WASHINGTON—More than 5,000 Catholic Americans gathered at the Basilica of the National Shrine of the Immaculate Conception last week for an annual vigil Mass ahead of last Friday’s March for Life in the nation’s capital.
Featuring families, students, and pilgrim groups of all ages, the congregation spread out over two levels, numerous chapels, and a crypt, prefacing the Mass with prayer, receiving the Sacrament of Reconciliation, and following it with a holy hour and rosary amid adoration of the Eucharist.
The reverent orchestra of prayer, incense, vestments, and music filled a 20th-century church of a scale and opulence to rival any European cathedral. It appeared to exemplify the home and guidance that religion offers to America’s pro-life movement as it strives to turn the national culture away from abortion.
“As Pope Saint John Paul the Second understood so clearly, culture is more significant than politics; elections reflect the values of a culture,” Archbishop Joseph Naumann of Kansas City said in his homily during the vigil mass.

## DATASET EXCERPTS
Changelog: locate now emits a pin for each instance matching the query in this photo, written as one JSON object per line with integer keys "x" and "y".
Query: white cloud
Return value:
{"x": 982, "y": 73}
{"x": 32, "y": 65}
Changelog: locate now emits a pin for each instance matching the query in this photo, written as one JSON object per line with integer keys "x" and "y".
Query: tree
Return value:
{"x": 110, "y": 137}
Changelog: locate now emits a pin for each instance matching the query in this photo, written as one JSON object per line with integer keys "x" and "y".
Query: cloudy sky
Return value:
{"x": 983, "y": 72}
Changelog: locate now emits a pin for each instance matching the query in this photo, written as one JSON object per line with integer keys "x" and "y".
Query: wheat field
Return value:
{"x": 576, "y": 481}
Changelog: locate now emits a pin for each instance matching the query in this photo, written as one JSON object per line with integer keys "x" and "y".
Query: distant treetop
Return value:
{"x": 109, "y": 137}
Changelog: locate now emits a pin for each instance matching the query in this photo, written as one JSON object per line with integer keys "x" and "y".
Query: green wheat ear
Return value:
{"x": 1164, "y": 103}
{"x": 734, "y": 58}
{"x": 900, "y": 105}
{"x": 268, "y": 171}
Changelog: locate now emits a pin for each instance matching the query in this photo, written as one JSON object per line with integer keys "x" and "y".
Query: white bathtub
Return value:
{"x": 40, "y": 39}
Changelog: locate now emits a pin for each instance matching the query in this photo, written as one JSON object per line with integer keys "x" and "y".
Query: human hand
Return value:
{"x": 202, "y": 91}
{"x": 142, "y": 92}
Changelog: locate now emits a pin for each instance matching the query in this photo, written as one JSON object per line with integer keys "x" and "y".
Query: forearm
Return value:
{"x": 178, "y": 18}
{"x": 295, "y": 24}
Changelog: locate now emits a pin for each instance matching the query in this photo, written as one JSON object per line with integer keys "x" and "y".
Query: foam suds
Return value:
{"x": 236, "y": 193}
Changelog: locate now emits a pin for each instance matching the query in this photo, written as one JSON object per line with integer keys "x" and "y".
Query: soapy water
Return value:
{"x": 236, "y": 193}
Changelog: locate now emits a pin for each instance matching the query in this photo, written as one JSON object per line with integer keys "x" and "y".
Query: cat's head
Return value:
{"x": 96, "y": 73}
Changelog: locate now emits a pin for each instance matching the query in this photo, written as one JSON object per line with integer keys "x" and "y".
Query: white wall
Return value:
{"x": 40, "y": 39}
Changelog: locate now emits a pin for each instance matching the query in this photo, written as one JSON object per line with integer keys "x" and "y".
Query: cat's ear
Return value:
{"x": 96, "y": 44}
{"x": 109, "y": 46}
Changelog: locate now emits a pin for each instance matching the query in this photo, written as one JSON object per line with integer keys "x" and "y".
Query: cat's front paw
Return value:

## GOALS
A – Answer these questions using the article on the vigil Mass at the Basilica.
(i) How many people gathered at the Basilica of the National Shrine of the Immaculate Conception for the vigil Mass?
(ii) What did the congregation do after the Mass?
(iii) Who gave the homily during the vigil Mass?
B – Write the next few paragraphs of the article on the vigil Mass before the March for Life, starting after its final sentence.

## RESPONSES IN ORDER
A –
(i) More than 5,000 Catholic Americans.
(ii) They held a holy hour and rosary amid adoration of the Eucharist.
(iii) Archbishop Joseph Naumann of Kansas City.

B –
Naumann, a former chair of the U.S. bishops’ committee on pro-life activities, was a last-minute replacement for the current chair of the pro-life committee, Toledo’s Bishop Daniel Thomas.
Naumann elaborated on Thomas’s notes and spent significant time talking about the relationship Christians have with politics.
“Elections are important. They have consequences,” he said, reflecting on the recent political wins and losses felt by the pro-life movement.
Naumann also remarked that even though the Roe v. Wade decision—a seminal motivation behind the March for Life—had finally been struck down, voters in several states, including his own, had subsequently found ways to protect abortion access at the state level.
The following day, those thousands of Catholics joined tens of thousands of other faithful—Catholic, Orthodox, Protestant Christian, and Jewish—in a prayerful civic procession from the National Mall, past the Capitol, and up to the Supreme Court to demand that their secular government recognize and defend pre-born human life.
Posters bearing secular demands such as “Defund Planned Parenthood” and “Don’t Tread On Me” were held aloft alongside bible verses; images of Jesus and his mother, Mary; and the banners of Christian colleges and high schools from across the country.
There were morning prayer services for various denominations before the march, such as the 30th Annual National Prayer Service held at the Daughters of the American Revolution’s Constitution Hall by Priests for Life.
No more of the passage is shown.